REQUIRED TASK: Extract the listing in its entirety, keeping each line identical to the original.

Entries from a point annotation set:
▬▬▬▬▬▬
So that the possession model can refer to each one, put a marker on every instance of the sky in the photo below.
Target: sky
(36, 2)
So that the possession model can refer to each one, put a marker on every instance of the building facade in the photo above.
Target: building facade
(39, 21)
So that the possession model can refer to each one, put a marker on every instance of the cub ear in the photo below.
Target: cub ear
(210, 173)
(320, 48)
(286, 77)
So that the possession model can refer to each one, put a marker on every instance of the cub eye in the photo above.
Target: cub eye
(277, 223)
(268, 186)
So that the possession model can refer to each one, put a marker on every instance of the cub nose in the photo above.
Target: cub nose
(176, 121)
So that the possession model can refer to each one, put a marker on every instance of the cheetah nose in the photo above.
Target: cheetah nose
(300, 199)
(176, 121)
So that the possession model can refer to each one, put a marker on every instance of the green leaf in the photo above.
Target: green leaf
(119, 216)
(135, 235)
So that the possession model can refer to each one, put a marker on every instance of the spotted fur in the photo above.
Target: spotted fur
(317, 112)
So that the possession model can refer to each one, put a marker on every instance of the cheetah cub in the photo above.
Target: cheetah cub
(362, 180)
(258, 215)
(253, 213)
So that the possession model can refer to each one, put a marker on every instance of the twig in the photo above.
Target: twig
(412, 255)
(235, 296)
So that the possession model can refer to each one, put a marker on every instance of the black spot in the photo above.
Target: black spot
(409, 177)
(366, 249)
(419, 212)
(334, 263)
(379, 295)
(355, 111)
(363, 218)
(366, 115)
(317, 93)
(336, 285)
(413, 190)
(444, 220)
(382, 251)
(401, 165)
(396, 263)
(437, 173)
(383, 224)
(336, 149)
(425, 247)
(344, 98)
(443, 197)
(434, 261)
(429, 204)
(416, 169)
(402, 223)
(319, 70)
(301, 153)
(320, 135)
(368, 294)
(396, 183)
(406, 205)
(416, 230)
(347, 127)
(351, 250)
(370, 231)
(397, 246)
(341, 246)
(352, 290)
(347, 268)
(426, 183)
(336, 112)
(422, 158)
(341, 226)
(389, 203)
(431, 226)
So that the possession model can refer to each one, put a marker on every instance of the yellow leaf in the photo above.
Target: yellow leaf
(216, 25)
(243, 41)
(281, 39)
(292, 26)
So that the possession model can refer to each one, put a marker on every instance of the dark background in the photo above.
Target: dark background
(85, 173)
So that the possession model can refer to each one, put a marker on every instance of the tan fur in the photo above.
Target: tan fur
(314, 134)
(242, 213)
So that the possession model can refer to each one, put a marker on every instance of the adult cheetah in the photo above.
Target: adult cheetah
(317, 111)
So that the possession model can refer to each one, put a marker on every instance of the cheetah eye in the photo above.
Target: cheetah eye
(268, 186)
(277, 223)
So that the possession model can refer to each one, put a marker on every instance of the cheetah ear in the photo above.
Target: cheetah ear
▬▬▬▬▬▬
RIGHT ANSWER:
So that the possession model can refer to each one, put a marker on every instance of the sky in the photo below.
Target: sky
(36, 2)
So that the possession model can refer to each one, put a marker on every instance of the building facade in the photo above.
Target: building facade
(39, 21)
So that the possession model can refer to each one, put a marker on every instance of the cub ear in the photo below.
Target: cub ear
(210, 173)
(320, 48)
(286, 77)
So that the possession model can refer to each one, put a marker on every instance of the cub eye in the photo above.
Target: cub eye
(277, 223)
(268, 186)
So that the possession model can refer to each one, put a marker on every instance of the cub nose in the photo above.
Target: cub nose
(176, 121)
So that the possession model can refer to each one, put a marker on every instance of the cheetah nose in the photo above.
Target: cheetah nose
(300, 199)
(176, 121)
So that the possession model can refer to each one, put a marker on every instance of the green leaf in the photo above.
Target: green leaf
(119, 216)
(135, 235)
So that the possession model can refer to each one, put a marker on every instance of the spotted fur in the photo above.
Target: spotted fur
(317, 112)
So that the possession model can refer to each one, put a marker on every instance of the cheetah cub in the photo above.
Target: cheetah cub
(362, 180)
(258, 215)
(253, 213)
So that the possession model can refer to each one, put a marker on every instance of the twig in the photo above.
Target: twig
(412, 255)
(235, 296)
So that the possession model can refer to each one, put a marker on every instance of the black spot in the photo above.
Target: black spot
(409, 177)
(366, 249)
(419, 212)
(334, 263)
(379, 295)
(355, 111)
(363, 218)
(366, 115)
(317, 93)
(336, 285)
(413, 190)
(444, 220)
(382, 251)
(401, 165)
(396, 263)
(437, 173)
(383, 224)
(336, 149)
(425, 247)
(344, 98)
(443, 197)
(434, 261)
(429, 204)
(416, 169)
(402, 223)
(319, 70)
(301, 153)
(320, 135)
(368, 294)
(396, 183)
(406, 205)
(416, 230)
(347, 127)
(351, 250)
(370, 231)
(397, 246)
(341, 246)
(352, 290)
(347, 268)
(426, 183)
(336, 112)
(422, 158)
(341, 226)
(389, 203)
(431, 226)
So that the possession model can refer to each one, put a marker on every instance of the yellow leaf in the photo above.
Target: yellow leaf
(216, 25)
(243, 41)
(281, 39)
(292, 26)
So that the possession model can refer to each one, put a marker on every instance of the dark background in the photo above.
Target: dark background
(85, 173)
So that the possession model can refer to each one, put a marker on every instance of the tan fur in the photo above.
Target: tan fur
(314, 134)
(242, 213)
So that the possession model can refer to each one, put a marker on every instance of the adult cheetah in the photo above.
Target: adult cheetah
(317, 111)
So that the possession model can refer to each one, put a marker on every instance of the cheetah eye in the photo above.
Target: cheetah eye
(268, 186)
(277, 223)
So that the possession model can refer to each one, put a marker on every instance of the cheetah ear in the photo above.
Target: cheetah ear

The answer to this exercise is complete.